▸ **Text segment**:
==*==
Canada’s oil patch cuts back climate efforts under pandemic
WINNIPEG, Manitoba/TORONTO — Canadian oil sands companies have shelved nearly C$2 billion in green initiatives in a cost-cutting drive to weather the coronavirus pandemic, a reversal in some of their commitments to reduce emissions and clean up their dirty-oil image.
International oil firms left Canada in droves in recent years due to the high costs to turn a profit in the sector. Some investors and banks, meanwhile, halted financing in part to pressure the world’s fourth-largest crude producer to reduce the environmental impact of oil-sands production.
This year, top producers Suncor Energy, Canadian Natural Resources and Cenovus Energy have cut a combined C$1.8 billion in planned spending on green initiatives as losses mount due to economic lockdowns that have hammered oil demand.
==*==
▸ **Record excerpts**:
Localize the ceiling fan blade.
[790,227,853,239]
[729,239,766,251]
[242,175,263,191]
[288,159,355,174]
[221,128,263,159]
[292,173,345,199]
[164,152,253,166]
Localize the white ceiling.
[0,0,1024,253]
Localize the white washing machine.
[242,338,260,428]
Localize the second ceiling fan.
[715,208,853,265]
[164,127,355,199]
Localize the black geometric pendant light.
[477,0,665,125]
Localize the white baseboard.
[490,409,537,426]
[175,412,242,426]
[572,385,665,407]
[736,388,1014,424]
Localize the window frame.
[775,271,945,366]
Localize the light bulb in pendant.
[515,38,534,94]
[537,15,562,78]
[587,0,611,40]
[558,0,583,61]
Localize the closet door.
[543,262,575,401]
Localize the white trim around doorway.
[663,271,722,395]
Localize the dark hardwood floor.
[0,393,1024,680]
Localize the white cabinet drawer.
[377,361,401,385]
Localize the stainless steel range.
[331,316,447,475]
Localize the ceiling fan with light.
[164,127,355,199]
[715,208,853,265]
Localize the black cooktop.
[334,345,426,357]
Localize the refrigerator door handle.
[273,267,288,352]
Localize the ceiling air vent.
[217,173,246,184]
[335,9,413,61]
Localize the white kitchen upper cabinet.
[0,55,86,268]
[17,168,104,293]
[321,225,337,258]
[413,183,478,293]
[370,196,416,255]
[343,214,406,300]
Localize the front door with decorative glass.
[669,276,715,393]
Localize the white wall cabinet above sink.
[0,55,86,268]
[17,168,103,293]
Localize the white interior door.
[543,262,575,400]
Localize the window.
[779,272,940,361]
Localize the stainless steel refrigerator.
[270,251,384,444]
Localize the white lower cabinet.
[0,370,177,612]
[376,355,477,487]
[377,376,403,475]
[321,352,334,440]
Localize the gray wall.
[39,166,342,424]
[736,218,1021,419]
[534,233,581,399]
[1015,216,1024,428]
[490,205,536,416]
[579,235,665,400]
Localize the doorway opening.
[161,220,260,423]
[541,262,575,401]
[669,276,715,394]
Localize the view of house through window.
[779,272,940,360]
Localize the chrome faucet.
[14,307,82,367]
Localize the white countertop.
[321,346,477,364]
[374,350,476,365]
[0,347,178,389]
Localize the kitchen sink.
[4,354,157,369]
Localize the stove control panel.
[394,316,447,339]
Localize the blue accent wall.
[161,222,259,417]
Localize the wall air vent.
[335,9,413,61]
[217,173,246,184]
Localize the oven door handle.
==*==
▸ **Directions for this task**:
Continue the news story on Canadian oil sands companies cutting green spending during the pandemic, picking up after its last paragraph. Nothing in the records is required for the work here.

▸ **Response area**:
“This has strengthened our view on the matter, that our decision that we took (to block oil sands) was correct,” said Jeanett Bergan, KLP’s head of responsible investments.
KLP, Norway’s largest pension fund, exited oil sands investments last year, while the country’s $1 trillion wealth fund in May blacklisted Suncor and other large producers for producing excessive greenhouse gas emissions.
The Canadian industry has the highest upstream emissions intensity among major world oil and gas producers, at 39 kilograms per barrel of oil equivalent, more than triple that of the United States, consultancy Rystad Energy said in May.